··· DATA FOR PROCESSING ···

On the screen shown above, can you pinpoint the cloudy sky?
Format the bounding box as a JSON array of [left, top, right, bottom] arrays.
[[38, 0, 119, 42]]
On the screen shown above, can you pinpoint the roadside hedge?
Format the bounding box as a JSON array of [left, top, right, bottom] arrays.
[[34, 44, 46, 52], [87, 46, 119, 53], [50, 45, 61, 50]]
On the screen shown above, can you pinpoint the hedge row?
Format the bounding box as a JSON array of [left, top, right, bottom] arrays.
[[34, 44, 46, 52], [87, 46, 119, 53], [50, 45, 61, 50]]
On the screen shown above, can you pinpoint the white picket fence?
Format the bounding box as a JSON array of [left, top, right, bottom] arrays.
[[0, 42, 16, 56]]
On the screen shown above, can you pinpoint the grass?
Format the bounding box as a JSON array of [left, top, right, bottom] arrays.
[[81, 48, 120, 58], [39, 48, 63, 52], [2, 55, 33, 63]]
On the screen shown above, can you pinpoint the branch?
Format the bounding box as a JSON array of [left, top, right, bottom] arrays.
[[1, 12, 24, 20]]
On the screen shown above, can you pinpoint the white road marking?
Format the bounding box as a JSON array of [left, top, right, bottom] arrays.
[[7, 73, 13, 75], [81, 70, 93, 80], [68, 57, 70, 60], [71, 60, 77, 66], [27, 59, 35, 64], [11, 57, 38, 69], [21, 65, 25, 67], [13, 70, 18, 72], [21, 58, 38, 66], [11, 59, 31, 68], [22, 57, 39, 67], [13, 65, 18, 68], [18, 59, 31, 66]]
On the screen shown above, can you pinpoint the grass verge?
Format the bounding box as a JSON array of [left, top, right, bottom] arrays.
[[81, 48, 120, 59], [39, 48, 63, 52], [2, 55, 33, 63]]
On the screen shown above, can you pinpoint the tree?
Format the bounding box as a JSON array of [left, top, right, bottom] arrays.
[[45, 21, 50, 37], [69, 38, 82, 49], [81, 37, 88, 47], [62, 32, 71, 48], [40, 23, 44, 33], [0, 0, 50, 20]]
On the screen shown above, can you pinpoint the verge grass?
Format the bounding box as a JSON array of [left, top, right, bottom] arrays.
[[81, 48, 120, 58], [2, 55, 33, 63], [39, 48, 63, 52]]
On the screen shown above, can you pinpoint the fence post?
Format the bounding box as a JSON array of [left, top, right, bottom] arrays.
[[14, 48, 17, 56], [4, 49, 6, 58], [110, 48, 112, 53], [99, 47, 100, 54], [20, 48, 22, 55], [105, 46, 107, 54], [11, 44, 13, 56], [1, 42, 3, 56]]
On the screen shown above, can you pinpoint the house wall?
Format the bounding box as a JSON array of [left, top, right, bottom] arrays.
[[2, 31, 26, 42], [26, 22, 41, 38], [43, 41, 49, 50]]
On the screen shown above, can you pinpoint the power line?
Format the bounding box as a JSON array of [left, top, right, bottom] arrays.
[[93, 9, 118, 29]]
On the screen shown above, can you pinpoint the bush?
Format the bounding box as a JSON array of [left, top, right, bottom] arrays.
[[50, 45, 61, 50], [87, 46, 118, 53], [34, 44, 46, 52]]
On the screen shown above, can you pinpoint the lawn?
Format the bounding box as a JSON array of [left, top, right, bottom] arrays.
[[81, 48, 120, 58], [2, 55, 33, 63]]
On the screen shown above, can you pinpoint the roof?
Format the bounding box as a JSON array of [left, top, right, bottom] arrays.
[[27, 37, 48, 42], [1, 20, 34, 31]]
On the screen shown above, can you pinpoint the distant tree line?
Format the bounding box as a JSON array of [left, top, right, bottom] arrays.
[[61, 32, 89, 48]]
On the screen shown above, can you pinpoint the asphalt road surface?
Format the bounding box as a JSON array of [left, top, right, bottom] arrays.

···

**YOUR ASSIGNMENT:**
Print exactly the lines above, between the one holding "On the screen shown above, can you pinpoint the house" and the one holding "On the screen shown above, can you pinpoint the asphalt", inclusive, and nothing besides.

**ANSWER BELOW:**
On the screen shown above, can you pinpoint the house wall?
Format the bounding box as a JSON array of [left, top, right, bottom] arrays.
[[2, 31, 26, 42], [26, 22, 41, 38], [43, 41, 49, 50]]
On the screen shown above, can you pinpoint the power line?
Format the bounding box as a JSON array of [left, top, right, bottom] arrays.
[[93, 9, 118, 29]]
On the screen shown above, can you pinpoint the bush?
Format the bounding box as a JSON array of [left, top, right, bottom] arrays.
[[50, 45, 61, 50], [87, 46, 118, 53], [34, 44, 46, 52]]
On the screen shown above, can you pinpoint the lawn?
Format the bounding box as a JSON array of [left, top, right, bottom] arrays.
[[81, 48, 120, 58], [2, 55, 33, 63]]
On the screen shown above, can you pinpoint the roof?
Format the bounding box as a JSON array of [left, top, right, bottom] arrays.
[[27, 37, 48, 42], [1, 20, 34, 31]]
On the screen shown above, can you pinpoint the distant tree line?
Format the bounding box as a JSON array of [left, top, right, bottom] arrays.
[[61, 32, 89, 48]]
On the screen shown above, can you pinpoint the asphalt road surface?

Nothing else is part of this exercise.